══ Excerpt to read ══

Commits · 873fe09ea5df6ccf6bb34811d8c9992aacb67598 · Kirill Smelkov / linux

15 Apr, 2013 3 commits

cgroup: introduce sane_behavior mount option · 873fe09e

Tejun Heo authored Apr 14, 2013

It's a sad fact that at this point various cgroup controllers are
carrying so many idiosyncrasies and pure insanities that it simply
isn't possible to reach any sort of sane consistent behavior while
maintaining staying fully compatible with what already has been
exposed to userland.

As we can't break exposed userland interface, transitioning to sane
behaviors can only be done in steps while maintaining backwards
compatibility.  This patch introduces a new mount option -
__DEVEL__sane_behavior - which disables crazy features and enforces
consistent behaviors in cgroup core proper and various controllers.
As exactly which behaviors it changes are still being determined, the
mount option, at this point, is useful only for development of the new
behaviors.  As such, the mount option is prefixed with __DEVEL__ and
generates a warning message when used.

Eventually, once we get to the point where all controller's behaviors
are consistent enough to implement unified hierarchy, the __DEVEL__
prefix will be dropped, and more importantly, unified-hierarchy will
enforce sane_behavior by default.  Maybe we'll able to completely drop
the crazy stuff after a while, maybe not, but we at least have a
strategy to move on to saner behaviors.

This patch introduces the mount option and changes the following
behaviors in cgroup core.

* Mount options "noprefix" and "clone_children" are disallowed.  Also,
  cgroupfs file cgroup.clone_children is not created.

* When mounting an existing superblock, mount options should match.

═══

Requirement 1 >> List every mount option named in the cgroup commit message above. Give each one once, under its full name.
Requirement 2 >>
Answer these questions about the cgroup commit message above, one line each, marked the same way:
(a) Who authored the commit, and on what date?
(b) According to the text, why is the new mount option given the __DEVEL__ prefix?
(c) Which cgroupfs file is not created under the new option?

══ Supplied records ══

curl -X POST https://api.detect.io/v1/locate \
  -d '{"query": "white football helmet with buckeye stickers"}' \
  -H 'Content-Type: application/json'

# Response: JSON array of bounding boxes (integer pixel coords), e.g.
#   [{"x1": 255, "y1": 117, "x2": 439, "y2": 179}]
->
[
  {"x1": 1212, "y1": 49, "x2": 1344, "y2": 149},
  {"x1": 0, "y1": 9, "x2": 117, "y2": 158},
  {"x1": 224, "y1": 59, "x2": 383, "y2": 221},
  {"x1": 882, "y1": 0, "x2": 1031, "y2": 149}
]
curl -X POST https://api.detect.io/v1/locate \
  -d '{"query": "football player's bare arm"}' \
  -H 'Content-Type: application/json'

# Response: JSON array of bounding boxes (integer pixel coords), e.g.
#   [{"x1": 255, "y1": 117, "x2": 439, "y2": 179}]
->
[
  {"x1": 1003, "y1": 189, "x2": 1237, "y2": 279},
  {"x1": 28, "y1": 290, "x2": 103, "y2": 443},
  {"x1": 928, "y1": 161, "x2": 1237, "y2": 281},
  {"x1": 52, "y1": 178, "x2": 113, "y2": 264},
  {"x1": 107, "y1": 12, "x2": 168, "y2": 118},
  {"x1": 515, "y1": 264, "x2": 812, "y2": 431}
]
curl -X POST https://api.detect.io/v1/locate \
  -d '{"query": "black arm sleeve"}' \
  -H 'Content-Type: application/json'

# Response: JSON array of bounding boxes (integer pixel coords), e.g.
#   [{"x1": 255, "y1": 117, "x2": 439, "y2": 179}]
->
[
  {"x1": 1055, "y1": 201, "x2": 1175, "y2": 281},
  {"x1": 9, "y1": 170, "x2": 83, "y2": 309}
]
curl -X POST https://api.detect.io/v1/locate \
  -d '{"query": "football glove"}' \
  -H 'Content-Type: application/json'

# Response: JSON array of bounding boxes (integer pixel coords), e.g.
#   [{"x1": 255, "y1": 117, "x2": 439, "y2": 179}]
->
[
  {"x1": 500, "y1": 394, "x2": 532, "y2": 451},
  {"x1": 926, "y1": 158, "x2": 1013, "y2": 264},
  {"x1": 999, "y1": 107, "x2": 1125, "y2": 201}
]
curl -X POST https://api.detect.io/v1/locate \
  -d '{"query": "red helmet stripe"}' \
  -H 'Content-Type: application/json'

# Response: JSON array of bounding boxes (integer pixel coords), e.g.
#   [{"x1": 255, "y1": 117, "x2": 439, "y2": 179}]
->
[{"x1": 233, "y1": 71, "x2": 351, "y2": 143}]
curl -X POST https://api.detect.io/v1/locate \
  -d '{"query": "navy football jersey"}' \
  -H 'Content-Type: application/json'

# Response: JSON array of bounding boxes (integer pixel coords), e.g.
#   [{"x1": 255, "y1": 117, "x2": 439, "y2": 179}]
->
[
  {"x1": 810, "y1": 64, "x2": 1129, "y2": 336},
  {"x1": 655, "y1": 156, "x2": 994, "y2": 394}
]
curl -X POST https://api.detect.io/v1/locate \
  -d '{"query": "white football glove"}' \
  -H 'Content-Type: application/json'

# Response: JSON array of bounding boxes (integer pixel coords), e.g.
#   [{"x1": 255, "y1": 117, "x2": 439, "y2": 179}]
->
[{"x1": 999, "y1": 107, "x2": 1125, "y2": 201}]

═══

Exercise output 1 >>
- __DEVEL__sane_behavior (which the text also refers to as sane_behavior)
- noprefix
- clone_children

Exercise output 2 >>
(a) Tejun Heo authored it on Apr 14, 2013.
(b) Exactly which behaviors it changes are still being determined, so for now the option is useful only for developing the new behaviors.
(c) cgroup.clone_children